Provide the count of lines below that include the word "spectator", without any accompanying remarks.

LISTED RECORDS below:

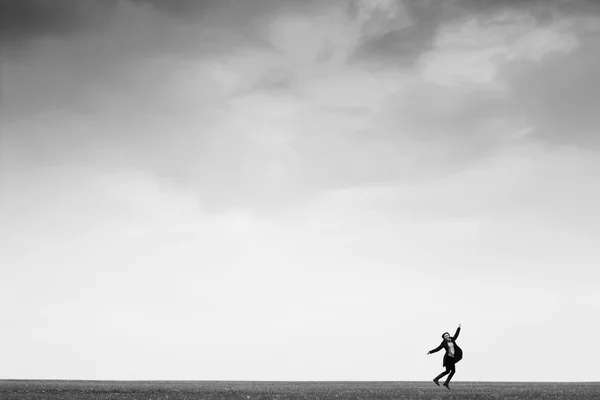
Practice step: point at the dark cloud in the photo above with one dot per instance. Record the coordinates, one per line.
(401, 47)
(560, 96)
(25, 19)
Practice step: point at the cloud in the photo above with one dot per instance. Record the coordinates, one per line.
(560, 96)
(21, 20)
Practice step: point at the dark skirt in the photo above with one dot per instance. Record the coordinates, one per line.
(448, 361)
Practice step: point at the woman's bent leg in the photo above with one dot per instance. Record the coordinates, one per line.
(446, 372)
(452, 370)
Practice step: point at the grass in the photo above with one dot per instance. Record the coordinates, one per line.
(172, 390)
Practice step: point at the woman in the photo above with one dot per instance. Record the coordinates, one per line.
(452, 356)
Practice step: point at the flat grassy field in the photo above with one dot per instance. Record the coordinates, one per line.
(292, 390)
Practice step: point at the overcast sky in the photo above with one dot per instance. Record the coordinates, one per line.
(299, 189)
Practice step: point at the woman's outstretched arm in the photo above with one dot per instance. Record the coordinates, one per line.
(457, 333)
(436, 349)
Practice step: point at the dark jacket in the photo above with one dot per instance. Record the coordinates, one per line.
(457, 350)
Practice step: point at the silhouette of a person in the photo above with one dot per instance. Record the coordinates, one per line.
(452, 356)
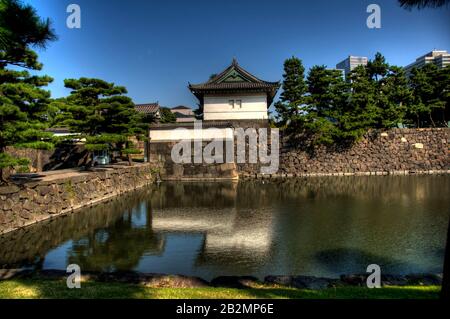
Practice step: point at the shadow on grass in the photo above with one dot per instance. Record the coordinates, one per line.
(57, 289)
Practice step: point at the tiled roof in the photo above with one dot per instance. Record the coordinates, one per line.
(235, 79)
(149, 108)
(181, 115)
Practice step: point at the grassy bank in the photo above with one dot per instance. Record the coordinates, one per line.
(21, 288)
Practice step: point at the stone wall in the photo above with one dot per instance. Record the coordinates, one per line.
(160, 155)
(25, 203)
(395, 151)
(63, 156)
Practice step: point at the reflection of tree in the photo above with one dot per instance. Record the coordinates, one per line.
(119, 247)
(199, 194)
(29, 246)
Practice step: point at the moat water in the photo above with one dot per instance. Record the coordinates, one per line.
(315, 226)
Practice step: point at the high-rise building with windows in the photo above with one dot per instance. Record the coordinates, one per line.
(350, 63)
(439, 57)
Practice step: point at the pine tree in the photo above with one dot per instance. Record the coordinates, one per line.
(292, 98)
(24, 105)
(395, 97)
(327, 93)
(430, 94)
(100, 112)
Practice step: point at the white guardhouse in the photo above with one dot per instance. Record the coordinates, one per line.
(235, 94)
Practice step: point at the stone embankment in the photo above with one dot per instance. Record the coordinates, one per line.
(50, 194)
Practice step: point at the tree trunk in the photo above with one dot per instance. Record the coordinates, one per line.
(445, 292)
(432, 122)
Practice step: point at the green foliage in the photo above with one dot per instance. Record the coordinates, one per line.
(24, 104)
(430, 98)
(293, 96)
(167, 116)
(378, 95)
(100, 112)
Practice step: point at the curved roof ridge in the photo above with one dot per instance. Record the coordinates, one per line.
(234, 65)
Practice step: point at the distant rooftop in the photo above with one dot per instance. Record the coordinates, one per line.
(148, 108)
(181, 107)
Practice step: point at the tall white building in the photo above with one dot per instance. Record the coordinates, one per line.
(350, 63)
(439, 57)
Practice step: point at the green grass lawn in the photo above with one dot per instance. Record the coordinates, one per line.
(38, 288)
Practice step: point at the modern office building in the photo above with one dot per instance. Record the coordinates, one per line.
(350, 63)
(439, 57)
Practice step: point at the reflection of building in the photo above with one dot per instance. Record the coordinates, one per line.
(350, 63)
(439, 57)
(245, 232)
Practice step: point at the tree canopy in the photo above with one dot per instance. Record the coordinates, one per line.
(378, 95)
(24, 104)
(100, 112)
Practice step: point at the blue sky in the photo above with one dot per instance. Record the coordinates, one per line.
(155, 48)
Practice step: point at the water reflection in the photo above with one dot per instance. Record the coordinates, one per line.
(314, 226)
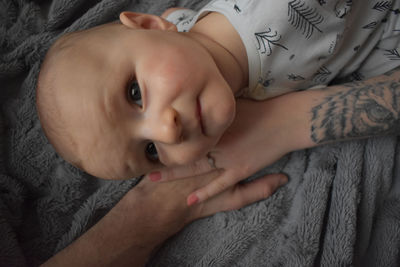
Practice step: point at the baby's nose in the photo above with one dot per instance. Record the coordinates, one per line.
(169, 128)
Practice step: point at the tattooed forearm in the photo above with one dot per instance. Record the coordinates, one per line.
(361, 109)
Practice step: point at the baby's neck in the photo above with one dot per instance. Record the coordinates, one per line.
(219, 37)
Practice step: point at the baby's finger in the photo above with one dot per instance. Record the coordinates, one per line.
(193, 169)
(221, 183)
(244, 194)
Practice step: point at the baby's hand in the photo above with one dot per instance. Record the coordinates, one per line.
(254, 141)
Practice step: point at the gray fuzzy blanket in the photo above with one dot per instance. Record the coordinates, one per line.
(340, 208)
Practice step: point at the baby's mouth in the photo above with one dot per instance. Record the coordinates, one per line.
(199, 117)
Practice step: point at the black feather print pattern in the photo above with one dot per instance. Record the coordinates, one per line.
(392, 54)
(304, 18)
(322, 75)
(266, 40)
(341, 10)
(383, 5)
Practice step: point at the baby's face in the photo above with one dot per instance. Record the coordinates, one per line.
(134, 100)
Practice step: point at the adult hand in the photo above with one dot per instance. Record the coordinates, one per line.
(149, 214)
(257, 137)
(264, 131)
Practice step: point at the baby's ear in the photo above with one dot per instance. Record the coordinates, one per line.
(145, 21)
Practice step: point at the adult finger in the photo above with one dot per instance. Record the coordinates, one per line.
(201, 166)
(242, 195)
(218, 185)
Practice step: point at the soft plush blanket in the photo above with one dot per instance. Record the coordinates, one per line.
(340, 208)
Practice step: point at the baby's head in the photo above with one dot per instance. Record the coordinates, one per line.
(125, 98)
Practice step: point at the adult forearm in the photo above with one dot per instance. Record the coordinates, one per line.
(116, 240)
(341, 112)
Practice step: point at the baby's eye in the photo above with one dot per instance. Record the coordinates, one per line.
(134, 93)
(151, 152)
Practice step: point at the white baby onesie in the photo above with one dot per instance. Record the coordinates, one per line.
(297, 44)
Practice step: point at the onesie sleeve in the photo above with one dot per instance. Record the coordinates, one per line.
(182, 18)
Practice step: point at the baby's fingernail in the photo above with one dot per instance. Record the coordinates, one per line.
(192, 199)
(155, 176)
(283, 180)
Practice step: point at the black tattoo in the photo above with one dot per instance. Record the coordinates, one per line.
(363, 110)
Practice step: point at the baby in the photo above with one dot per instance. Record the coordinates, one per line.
(126, 98)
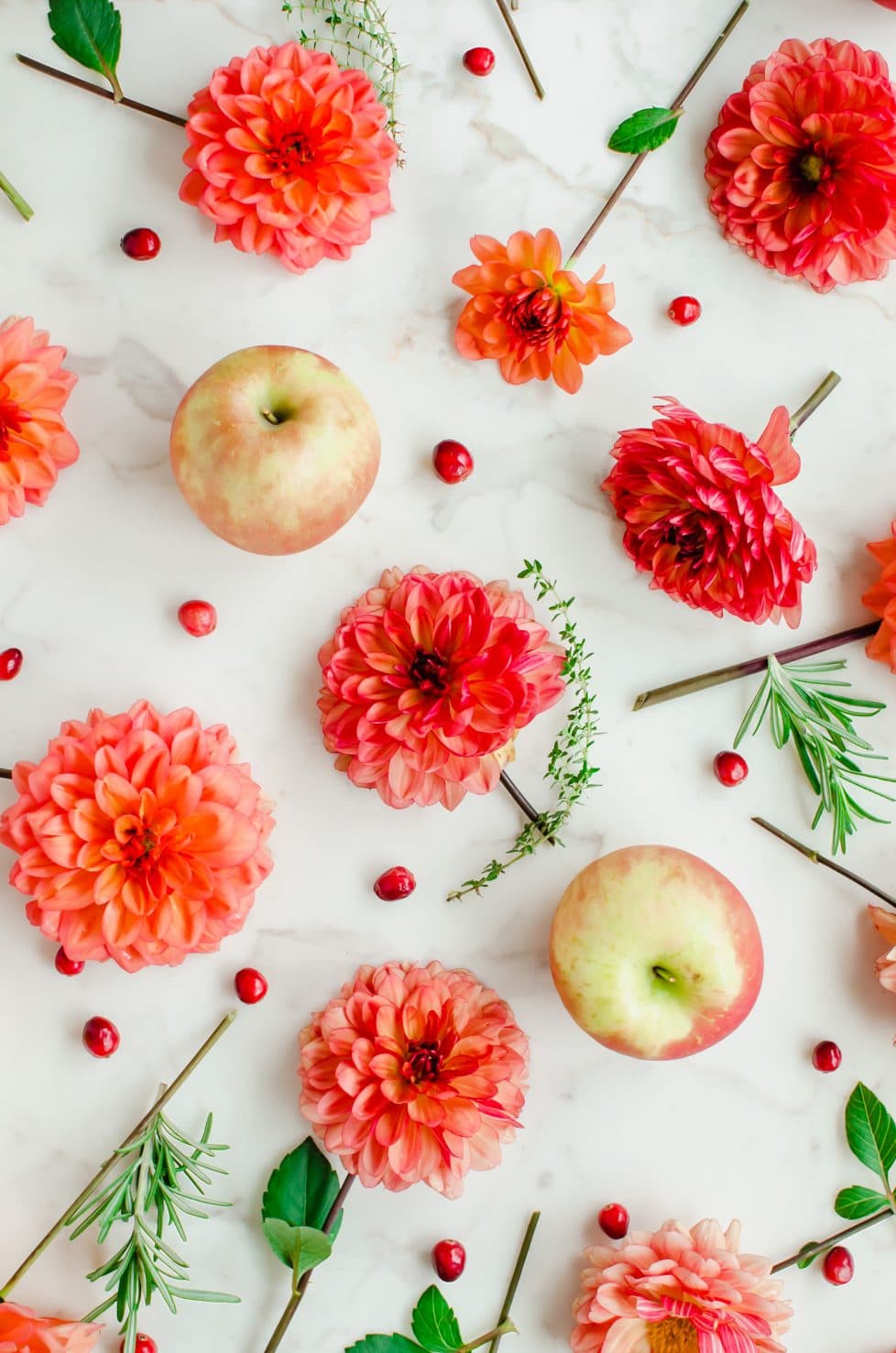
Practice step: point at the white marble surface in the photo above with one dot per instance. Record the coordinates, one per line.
(90, 587)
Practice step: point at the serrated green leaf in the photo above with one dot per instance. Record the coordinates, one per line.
(434, 1324)
(90, 31)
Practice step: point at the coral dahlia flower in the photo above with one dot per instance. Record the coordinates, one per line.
(34, 442)
(532, 315)
(881, 600)
(289, 155)
(414, 1075)
(139, 836)
(428, 680)
(702, 514)
(680, 1291)
(803, 164)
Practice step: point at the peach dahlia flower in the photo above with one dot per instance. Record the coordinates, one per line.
(680, 1291)
(34, 442)
(289, 155)
(803, 164)
(427, 682)
(414, 1075)
(139, 836)
(532, 315)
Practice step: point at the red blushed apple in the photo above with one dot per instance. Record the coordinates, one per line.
(274, 448)
(654, 953)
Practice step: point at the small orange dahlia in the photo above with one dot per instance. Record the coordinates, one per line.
(533, 317)
(34, 442)
(139, 836)
(414, 1075)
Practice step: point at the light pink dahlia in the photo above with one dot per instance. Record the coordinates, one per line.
(414, 1075)
(680, 1291)
(428, 680)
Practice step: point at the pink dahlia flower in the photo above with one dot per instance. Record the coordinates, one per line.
(414, 1075)
(803, 164)
(680, 1291)
(289, 155)
(34, 442)
(427, 682)
(139, 838)
(23, 1332)
(702, 514)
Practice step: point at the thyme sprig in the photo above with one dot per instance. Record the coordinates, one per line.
(570, 768)
(805, 708)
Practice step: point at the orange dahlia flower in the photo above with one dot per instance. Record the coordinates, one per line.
(289, 155)
(414, 1075)
(803, 164)
(23, 1332)
(533, 317)
(139, 838)
(881, 600)
(34, 442)
(428, 680)
(702, 514)
(680, 1291)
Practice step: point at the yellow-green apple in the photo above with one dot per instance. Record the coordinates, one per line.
(274, 448)
(654, 953)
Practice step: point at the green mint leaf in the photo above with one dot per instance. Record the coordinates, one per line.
(434, 1324)
(870, 1131)
(857, 1202)
(644, 130)
(90, 31)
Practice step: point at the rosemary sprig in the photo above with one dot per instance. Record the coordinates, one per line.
(569, 760)
(804, 706)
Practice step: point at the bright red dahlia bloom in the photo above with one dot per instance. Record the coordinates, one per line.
(139, 838)
(702, 514)
(414, 1075)
(427, 682)
(289, 155)
(803, 164)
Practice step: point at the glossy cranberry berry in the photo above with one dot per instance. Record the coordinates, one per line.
(394, 884)
(101, 1037)
(731, 769)
(450, 1260)
(251, 985)
(825, 1055)
(613, 1220)
(685, 310)
(10, 663)
(453, 462)
(141, 244)
(198, 617)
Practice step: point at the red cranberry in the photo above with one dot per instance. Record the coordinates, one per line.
(685, 310)
(479, 61)
(613, 1220)
(141, 244)
(450, 1260)
(10, 663)
(731, 769)
(394, 884)
(251, 985)
(453, 462)
(838, 1265)
(825, 1057)
(101, 1037)
(65, 965)
(198, 617)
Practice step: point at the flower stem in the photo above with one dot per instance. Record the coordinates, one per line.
(639, 160)
(754, 664)
(102, 93)
(107, 1165)
(515, 1278)
(828, 864)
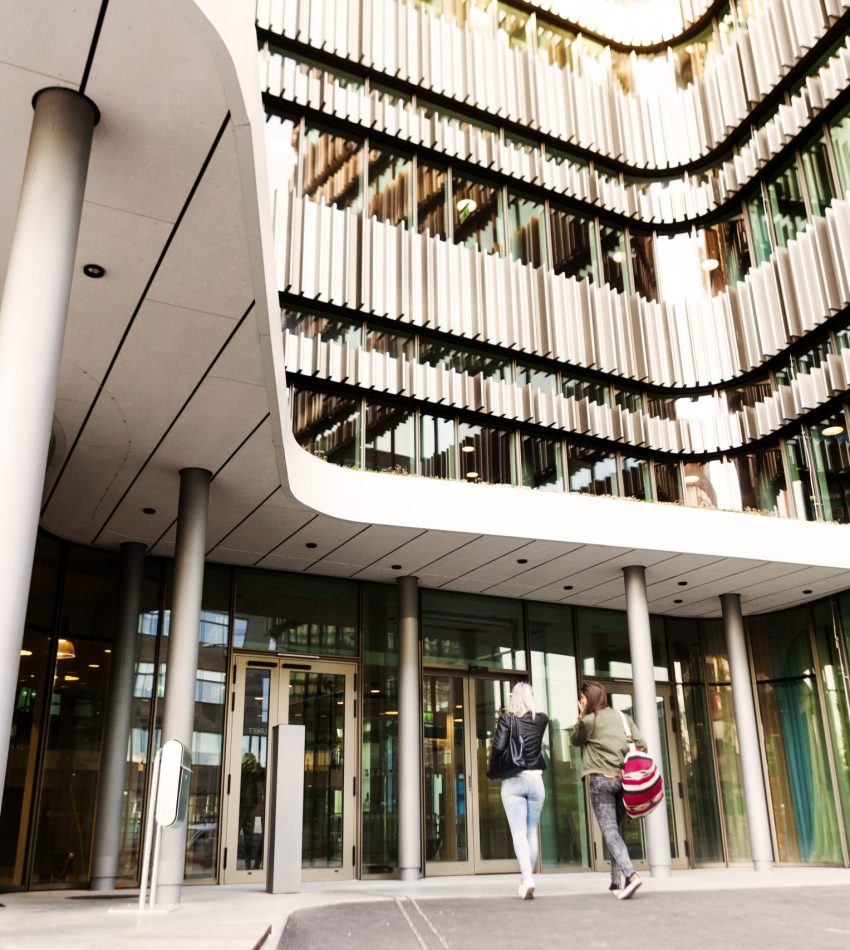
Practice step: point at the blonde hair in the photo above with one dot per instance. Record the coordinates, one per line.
(522, 701)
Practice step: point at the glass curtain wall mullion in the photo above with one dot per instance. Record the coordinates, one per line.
(828, 740)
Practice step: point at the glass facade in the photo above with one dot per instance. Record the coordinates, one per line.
(800, 671)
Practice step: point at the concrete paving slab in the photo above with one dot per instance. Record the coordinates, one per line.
(244, 917)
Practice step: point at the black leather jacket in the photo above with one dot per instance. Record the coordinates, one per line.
(531, 731)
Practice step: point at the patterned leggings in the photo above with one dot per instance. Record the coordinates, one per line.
(606, 798)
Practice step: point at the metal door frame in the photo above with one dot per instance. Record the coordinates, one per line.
(280, 669)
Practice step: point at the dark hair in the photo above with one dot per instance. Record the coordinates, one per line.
(597, 699)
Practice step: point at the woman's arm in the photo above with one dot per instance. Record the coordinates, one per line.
(503, 728)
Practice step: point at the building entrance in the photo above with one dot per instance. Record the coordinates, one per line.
(320, 696)
(620, 697)
(466, 831)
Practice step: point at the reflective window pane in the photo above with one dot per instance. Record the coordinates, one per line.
(591, 471)
(818, 176)
(636, 479)
(389, 438)
(431, 198)
(327, 425)
(526, 232)
(436, 446)
(615, 267)
(573, 245)
(295, 613)
(336, 329)
(462, 629)
(390, 187)
(839, 132)
(477, 215)
(541, 463)
(831, 459)
(486, 454)
(563, 832)
(333, 169)
(787, 205)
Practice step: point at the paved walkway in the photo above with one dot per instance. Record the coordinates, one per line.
(788, 908)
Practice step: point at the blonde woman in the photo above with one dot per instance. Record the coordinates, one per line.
(516, 759)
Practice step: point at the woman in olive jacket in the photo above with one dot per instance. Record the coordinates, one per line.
(522, 784)
(602, 737)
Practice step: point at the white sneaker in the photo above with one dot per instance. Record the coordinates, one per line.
(633, 883)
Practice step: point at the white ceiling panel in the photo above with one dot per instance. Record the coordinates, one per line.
(161, 106)
(48, 38)
(265, 529)
(471, 556)
(376, 542)
(507, 567)
(326, 533)
(425, 549)
(207, 266)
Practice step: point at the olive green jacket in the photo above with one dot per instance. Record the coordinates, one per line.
(603, 741)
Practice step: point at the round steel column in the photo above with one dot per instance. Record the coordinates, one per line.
(182, 670)
(409, 713)
(657, 831)
(32, 326)
(752, 776)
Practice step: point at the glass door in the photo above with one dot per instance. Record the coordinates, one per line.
(620, 698)
(466, 831)
(319, 696)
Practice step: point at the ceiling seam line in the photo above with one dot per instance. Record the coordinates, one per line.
(242, 521)
(281, 543)
(166, 247)
(93, 47)
(173, 422)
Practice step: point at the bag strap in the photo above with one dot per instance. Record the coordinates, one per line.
(626, 728)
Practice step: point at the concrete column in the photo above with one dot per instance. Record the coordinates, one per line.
(409, 716)
(656, 829)
(182, 664)
(755, 797)
(113, 761)
(32, 325)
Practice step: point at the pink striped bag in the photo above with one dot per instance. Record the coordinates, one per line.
(643, 786)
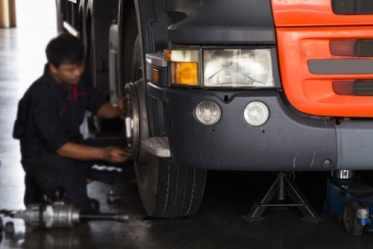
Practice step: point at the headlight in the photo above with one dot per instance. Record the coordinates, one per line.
(238, 68)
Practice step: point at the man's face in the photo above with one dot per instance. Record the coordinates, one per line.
(67, 73)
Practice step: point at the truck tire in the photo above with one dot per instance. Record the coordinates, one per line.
(166, 189)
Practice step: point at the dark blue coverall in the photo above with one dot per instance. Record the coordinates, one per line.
(49, 115)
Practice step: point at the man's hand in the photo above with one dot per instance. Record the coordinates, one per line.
(108, 110)
(116, 155)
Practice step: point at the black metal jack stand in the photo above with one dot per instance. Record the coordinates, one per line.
(281, 186)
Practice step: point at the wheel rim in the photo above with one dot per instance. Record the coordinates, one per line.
(132, 119)
(348, 219)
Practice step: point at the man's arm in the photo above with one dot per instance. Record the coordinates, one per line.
(87, 153)
(108, 110)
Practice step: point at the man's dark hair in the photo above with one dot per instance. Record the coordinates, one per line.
(64, 48)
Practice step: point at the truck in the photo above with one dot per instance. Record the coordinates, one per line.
(231, 85)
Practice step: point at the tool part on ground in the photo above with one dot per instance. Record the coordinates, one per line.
(281, 187)
(350, 201)
(61, 215)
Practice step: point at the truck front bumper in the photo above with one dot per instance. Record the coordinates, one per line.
(287, 141)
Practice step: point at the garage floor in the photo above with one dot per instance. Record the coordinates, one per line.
(218, 224)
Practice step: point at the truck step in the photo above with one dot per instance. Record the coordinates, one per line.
(157, 146)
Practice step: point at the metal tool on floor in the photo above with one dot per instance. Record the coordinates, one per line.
(60, 214)
(281, 187)
(350, 201)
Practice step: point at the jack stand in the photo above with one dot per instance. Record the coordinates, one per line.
(350, 201)
(281, 186)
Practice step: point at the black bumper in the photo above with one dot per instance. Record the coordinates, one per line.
(286, 142)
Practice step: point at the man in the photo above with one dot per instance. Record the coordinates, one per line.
(54, 153)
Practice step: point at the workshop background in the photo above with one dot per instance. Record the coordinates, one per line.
(228, 196)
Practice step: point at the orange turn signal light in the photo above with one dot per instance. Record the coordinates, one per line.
(184, 73)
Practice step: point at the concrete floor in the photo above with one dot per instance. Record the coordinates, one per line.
(218, 224)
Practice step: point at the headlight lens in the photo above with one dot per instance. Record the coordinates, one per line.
(238, 68)
(208, 112)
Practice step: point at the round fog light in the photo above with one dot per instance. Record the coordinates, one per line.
(208, 112)
(256, 113)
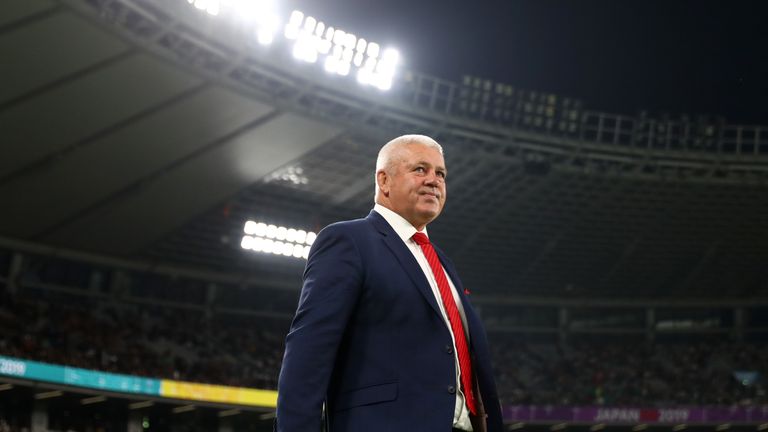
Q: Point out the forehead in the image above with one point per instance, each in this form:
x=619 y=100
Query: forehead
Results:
x=421 y=153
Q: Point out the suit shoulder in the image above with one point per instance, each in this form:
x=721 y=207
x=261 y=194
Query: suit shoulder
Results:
x=347 y=227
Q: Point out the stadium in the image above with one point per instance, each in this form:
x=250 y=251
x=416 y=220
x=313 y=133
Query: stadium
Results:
x=166 y=166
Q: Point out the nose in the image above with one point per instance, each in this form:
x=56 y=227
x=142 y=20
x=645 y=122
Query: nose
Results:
x=433 y=179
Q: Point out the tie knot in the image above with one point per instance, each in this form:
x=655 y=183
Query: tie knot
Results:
x=420 y=238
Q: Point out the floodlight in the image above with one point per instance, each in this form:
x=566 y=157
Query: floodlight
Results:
x=331 y=64
x=373 y=49
x=309 y=24
x=291 y=32
x=319 y=29
x=364 y=76
x=267 y=246
x=358 y=60
x=310 y=238
x=250 y=227
x=280 y=233
x=247 y=242
x=296 y=19
x=350 y=41
x=329 y=34
x=348 y=55
x=343 y=68
x=265 y=36
x=323 y=46
x=339 y=36
x=384 y=82
x=271 y=230
x=261 y=229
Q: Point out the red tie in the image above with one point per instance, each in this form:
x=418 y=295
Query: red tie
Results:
x=462 y=351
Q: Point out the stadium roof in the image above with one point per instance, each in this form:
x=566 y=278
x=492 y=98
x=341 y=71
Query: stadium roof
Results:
x=144 y=131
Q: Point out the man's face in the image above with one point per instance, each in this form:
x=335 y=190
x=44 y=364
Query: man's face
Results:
x=415 y=185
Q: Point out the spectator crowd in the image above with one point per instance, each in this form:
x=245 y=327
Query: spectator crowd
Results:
x=196 y=345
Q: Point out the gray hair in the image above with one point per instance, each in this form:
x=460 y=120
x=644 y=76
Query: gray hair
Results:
x=388 y=155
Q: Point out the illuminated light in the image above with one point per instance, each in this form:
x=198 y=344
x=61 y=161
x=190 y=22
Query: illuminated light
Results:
x=361 y=45
x=265 y=36
x=343 y=68
x=304 y=48
x=331 y=64
x=277 y=248
x=290 y=235
x=338 y=51
x=339 y=36
x=310 y=238
x=309 y=24
x=358 y=59
x=324 y=46
x=383 y=82
x=281 y=233
x=250 y=227
x=364 y=76
x=247 y=242
x=271 y=230
x=261 y=229
x=350 y=41
x=389 y=59
x=296 y=18
x=373 y=49
x=213 y=8
x=291 y=32
x=348 y=55
x=370 y=64
x=258 y=244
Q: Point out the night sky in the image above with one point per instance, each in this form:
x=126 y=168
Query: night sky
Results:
x=620 y=56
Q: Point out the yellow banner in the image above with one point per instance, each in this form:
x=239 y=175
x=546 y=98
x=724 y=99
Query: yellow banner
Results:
x=218 y=393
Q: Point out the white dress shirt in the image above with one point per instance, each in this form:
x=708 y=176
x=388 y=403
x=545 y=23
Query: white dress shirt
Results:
x=405 y=231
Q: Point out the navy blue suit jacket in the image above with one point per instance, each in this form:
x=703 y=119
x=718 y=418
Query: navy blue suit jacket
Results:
x=368 y=339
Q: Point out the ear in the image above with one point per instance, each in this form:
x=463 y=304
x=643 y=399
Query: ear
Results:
x=382 y=179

End of LISTED RECORDS.

#### ANSWER FOR THIS EXERCISE
2